About this exercise: Quote each line exactly, from the line that contains "of the shoreline" down to the last line of the listing, and no other lines.

Data supplied:
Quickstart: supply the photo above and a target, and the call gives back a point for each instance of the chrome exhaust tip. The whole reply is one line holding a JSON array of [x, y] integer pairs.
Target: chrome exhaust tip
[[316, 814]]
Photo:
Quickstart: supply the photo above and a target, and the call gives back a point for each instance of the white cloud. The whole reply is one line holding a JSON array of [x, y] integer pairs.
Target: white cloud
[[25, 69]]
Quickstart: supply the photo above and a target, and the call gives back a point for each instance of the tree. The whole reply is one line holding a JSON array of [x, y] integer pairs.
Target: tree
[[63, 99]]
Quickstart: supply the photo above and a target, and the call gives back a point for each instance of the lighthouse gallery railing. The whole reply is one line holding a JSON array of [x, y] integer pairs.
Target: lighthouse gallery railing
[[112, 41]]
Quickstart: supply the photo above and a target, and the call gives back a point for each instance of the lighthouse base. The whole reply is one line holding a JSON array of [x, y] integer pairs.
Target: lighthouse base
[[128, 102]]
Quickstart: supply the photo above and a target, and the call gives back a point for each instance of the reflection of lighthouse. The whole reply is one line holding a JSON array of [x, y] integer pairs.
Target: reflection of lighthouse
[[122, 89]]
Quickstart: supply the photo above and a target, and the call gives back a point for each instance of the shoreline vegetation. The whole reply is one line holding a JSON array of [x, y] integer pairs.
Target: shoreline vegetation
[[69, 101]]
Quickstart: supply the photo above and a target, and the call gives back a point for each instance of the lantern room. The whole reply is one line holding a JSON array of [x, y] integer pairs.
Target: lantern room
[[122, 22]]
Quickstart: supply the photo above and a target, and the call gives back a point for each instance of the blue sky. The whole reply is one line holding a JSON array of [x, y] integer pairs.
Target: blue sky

Answer to the problem:
Quickstart: supply the photo above and a target, and the call gives back a point for each instance of the shoreline vegetation. The whole reply is one line holding a JSON array of [x, y] integer pairs.
Target: shoreline vegetation
[[69, 101]]
Quickstart: supply the photo above and a target, and the call gives back a point for each instance of the lantern room. The whole reply is one line holding a JSON array of [x, y] integer pairs.
Target: lantern room
[[122, 22]]
Quickstart: supply the photo above and a target, and the call gives back a point for each instance of the blue sky. The whole reply is one line holding a JSON array of [x, y] integer pairs.
Target: blue sky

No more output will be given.